### [Data provided]
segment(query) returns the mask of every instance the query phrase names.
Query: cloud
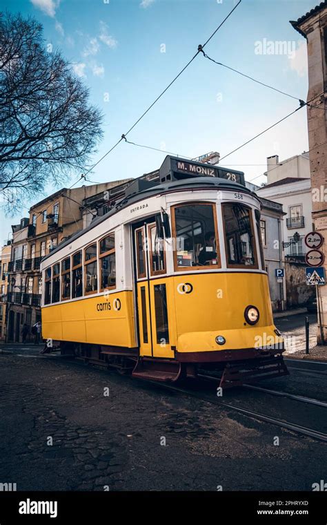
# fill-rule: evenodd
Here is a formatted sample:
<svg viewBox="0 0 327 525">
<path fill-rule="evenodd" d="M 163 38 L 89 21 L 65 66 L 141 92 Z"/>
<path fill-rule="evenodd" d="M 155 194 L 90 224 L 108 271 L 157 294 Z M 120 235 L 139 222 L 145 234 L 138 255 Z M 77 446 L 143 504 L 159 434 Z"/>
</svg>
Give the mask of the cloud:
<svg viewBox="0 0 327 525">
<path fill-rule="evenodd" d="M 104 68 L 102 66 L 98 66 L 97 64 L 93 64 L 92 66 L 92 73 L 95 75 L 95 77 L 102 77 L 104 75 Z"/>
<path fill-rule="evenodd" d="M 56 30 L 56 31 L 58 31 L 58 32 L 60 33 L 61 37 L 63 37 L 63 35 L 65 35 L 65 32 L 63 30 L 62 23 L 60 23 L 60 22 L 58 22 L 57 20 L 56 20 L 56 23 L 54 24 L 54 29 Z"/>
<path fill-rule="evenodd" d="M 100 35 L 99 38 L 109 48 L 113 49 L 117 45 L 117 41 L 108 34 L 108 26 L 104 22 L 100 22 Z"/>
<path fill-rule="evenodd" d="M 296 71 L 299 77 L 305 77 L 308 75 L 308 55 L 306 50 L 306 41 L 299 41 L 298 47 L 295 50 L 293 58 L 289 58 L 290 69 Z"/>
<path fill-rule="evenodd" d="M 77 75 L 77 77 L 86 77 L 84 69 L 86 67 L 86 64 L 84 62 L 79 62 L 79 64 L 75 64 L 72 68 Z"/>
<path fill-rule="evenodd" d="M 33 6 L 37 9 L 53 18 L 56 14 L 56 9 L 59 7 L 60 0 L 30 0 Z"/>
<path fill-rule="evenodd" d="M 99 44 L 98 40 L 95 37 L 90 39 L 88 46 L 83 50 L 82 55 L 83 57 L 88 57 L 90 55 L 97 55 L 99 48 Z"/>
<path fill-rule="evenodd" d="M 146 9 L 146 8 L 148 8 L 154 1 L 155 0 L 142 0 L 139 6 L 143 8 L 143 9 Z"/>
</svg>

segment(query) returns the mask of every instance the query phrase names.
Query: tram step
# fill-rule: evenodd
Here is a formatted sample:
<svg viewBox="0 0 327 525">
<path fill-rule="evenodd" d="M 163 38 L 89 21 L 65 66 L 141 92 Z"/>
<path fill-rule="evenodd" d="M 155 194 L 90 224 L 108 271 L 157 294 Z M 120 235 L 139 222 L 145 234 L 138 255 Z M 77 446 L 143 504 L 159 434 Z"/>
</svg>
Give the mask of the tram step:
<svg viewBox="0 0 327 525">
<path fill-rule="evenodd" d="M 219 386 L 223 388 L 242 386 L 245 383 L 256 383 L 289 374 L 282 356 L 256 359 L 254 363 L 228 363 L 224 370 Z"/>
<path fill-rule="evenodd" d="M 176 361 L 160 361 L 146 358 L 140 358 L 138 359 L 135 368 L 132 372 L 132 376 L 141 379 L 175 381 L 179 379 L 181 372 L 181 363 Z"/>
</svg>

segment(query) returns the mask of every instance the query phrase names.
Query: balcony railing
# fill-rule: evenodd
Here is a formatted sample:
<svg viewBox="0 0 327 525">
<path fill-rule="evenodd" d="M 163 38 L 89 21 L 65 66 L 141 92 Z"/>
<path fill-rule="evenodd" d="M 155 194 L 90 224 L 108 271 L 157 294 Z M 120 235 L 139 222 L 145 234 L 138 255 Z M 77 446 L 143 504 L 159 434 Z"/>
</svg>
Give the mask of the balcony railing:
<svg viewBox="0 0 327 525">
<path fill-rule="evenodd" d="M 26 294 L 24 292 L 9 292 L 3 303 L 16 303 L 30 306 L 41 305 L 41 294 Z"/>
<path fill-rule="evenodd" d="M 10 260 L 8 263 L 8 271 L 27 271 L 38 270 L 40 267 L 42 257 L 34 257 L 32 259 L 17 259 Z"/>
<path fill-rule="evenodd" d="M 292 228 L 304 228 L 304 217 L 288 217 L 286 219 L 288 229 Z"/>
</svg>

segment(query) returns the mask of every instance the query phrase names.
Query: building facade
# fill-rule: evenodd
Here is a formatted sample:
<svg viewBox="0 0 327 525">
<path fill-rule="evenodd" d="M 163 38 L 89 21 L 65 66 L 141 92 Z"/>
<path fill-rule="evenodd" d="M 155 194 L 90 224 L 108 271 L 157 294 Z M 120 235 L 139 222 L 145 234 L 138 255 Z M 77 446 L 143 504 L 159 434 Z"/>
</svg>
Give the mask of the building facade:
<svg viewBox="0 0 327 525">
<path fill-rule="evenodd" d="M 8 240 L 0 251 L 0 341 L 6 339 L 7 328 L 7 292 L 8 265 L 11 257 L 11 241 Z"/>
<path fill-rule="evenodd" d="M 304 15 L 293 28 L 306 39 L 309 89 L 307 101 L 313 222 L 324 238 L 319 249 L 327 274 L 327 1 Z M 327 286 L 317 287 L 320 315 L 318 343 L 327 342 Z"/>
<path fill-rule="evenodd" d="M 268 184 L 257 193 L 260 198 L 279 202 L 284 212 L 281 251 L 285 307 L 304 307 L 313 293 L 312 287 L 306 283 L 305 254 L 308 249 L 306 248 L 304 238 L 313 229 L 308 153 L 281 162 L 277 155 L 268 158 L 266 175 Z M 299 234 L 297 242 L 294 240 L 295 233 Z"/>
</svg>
* * *
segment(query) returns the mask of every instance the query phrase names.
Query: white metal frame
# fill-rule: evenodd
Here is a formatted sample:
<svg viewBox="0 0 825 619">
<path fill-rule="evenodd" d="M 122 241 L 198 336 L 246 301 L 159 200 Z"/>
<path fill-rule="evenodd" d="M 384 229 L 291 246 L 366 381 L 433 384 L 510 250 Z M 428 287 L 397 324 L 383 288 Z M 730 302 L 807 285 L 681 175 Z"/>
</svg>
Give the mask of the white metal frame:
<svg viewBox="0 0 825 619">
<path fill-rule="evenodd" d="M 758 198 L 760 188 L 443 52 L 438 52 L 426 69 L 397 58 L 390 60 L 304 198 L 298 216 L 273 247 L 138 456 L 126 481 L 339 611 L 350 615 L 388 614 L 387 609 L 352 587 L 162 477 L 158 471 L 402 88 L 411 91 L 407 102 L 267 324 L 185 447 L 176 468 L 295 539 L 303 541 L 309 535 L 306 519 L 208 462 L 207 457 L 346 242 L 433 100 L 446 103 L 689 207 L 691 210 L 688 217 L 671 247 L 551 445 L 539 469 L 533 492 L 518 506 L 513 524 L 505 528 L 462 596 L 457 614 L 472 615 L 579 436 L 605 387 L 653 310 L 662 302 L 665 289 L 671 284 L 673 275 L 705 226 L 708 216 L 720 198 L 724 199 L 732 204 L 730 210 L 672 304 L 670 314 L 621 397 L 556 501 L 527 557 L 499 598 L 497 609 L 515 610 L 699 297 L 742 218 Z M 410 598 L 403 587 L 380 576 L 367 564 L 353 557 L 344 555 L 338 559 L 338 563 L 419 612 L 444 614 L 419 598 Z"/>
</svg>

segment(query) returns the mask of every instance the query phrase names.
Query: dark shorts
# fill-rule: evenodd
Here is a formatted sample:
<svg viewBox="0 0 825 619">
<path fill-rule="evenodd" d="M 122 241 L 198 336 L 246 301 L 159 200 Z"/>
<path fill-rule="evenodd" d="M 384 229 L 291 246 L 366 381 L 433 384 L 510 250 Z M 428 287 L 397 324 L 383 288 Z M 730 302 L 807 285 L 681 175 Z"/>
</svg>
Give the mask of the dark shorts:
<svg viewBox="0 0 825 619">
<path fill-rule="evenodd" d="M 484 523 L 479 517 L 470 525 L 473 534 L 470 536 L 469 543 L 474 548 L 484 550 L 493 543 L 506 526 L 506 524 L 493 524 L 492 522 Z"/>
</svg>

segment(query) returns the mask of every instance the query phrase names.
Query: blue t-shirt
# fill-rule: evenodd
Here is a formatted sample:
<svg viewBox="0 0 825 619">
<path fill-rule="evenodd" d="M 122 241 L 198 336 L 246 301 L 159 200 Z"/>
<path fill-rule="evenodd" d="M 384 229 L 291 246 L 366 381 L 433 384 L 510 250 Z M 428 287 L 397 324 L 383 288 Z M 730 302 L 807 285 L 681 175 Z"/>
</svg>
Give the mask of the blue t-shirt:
---
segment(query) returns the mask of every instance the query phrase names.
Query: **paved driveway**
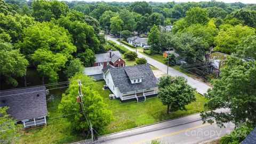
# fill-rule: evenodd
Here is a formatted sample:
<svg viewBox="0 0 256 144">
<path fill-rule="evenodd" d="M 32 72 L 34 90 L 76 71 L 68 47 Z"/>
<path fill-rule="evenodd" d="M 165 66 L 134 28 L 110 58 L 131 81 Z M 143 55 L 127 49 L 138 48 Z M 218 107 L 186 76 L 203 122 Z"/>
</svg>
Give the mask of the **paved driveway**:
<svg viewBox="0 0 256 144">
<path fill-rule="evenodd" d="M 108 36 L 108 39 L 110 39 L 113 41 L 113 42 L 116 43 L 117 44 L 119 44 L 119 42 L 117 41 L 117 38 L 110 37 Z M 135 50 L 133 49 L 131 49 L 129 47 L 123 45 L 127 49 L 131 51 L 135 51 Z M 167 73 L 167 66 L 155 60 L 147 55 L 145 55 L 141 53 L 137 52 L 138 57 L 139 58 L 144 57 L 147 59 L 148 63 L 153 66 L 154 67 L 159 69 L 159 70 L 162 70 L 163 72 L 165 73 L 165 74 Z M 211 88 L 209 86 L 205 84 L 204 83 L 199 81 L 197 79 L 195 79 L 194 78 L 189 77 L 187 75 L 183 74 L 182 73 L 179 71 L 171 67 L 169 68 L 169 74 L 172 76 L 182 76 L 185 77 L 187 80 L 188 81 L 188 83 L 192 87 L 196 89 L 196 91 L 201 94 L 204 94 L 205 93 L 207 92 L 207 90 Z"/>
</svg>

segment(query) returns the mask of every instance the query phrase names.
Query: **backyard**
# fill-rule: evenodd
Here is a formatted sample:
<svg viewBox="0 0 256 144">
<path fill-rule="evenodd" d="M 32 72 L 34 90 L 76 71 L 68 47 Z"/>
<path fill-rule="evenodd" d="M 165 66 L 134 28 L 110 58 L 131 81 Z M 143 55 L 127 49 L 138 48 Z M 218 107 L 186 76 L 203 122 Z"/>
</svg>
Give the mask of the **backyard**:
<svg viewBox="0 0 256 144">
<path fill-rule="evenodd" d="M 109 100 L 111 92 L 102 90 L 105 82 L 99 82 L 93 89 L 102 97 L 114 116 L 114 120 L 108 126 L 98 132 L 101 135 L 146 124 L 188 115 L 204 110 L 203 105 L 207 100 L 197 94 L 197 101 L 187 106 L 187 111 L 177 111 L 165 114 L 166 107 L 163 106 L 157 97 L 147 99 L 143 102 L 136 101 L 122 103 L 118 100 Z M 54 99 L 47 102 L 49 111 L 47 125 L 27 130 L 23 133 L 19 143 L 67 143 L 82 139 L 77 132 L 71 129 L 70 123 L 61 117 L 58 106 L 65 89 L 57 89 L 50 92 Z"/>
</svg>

### [What this task involves]
Find each line in the listing that contains the word "metal" and copy those lines out in full.

### [Written answer]
Query: white metal frame
Give the mask of the white metal frame:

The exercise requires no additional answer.